— Text shown —

━━━━

GUINEA – The Ebola outbreak that emerged in Guinea in mid-February has been declared over. This was the first time the disease resurfaced in the country since the deadly outbreak in West Africa that ended in 2016.

Guinean health authorities declared the outbreak on 14 February 2021 after three cases were detected in a rural community in the southern prefecture, the same region where the 2014–2016 outbreak first emerged before spreading into neighboring Liberia and Sierra Leone and beyond.

A total of 16 confirmed and seven probable cases were reported in Guinea’s latest outbreak in which 11 patients survived and 12 lives got lost.

Shortly after the infections were detected, national health authorities, with support from World Health Organization (WHO) and partners, mounted a swift response, tapping into the expertise gained in fighting recent outbreaks both in Guinea and in the Democratic Republic of the Congo.

WHO helped ship around 24,000 Ebola vaccine doses and supported the vaccination of nearly 11,000 people at high risk, including over 2800 frontline workers.

More than 100 WHO experts were on the ground coordinating key aspects of the response such as infection prevention and control, disease surveillance, testing, vaccination and treatment using new drugs.

Collaboration with communities was also enhanced to raise awareness about the virus and ensure their involvement and ownership of the efforts to curb the disease.

I commend the affected communities, the government and people of Guinea, health workers, partners and everyone else whose dedicated efforts made it possible to contain this Ebola outbreak,” said Dr Tedros Adhanom Ghebreyesus, WHO Director-General.

He also said WHOs work in Guinea will continue, including efforts to support survivors’ access post-illness care.

In support of the government’s efforts to curb the outbreak, WHO worked with other United Nations agencies and partners such as the African Development Bank, Alliance for International Medical Action, African Centres for Disease Control and Prevention, World Bank and World Food Program.

━━━━

— Stored data entries —
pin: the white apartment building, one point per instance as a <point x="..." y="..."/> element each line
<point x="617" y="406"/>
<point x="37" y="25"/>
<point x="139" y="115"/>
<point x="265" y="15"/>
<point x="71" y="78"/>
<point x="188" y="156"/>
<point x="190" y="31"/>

━━━━

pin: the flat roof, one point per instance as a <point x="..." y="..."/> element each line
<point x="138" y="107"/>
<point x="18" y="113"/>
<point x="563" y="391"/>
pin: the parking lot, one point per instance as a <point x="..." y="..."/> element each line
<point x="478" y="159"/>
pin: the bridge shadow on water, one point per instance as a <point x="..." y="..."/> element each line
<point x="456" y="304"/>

━━━━

— Exercise —
Pick up the article on the end of Guinea's 2021 Ebola outbreak and continue it from its final sentence.

— Task output —
According to Dr Matshidiso Moeti, WHO Regional Director for Africa, new innovations and lessons learnt from the previous outbreak in West Africa which claimed 11,000 lives, have assisted Guinea to contain the virus is such a short period.

We are getting faster, better and smarter at fighting Ebola. But while this outbreak is over, we must stay alert for a possible resurgence and ensure the expertise in Ebola expands to other health threats such as COVID-19,” Dr. Moeti added.

WHO continues to support Guinea in its efforts to remain vigilant, maintain surveillance and build capacity to respond quickly to a possible resurgence of the virus.

An Ebola laboratory, treatment infrastructure, logistics capacity and infection prevention measures have been reinforced to better respond to the disease as well as other health emergencies.

While the latest Ebola outbreak was limited to Guinea, to prevent cross-border infections, WHO supported six of the country’s neighbors to ramp up preparedness measures, including stepping up surveillance and screening at border crossings and within high-risk communities, as well as enhancing coordination between governments and the respective health services.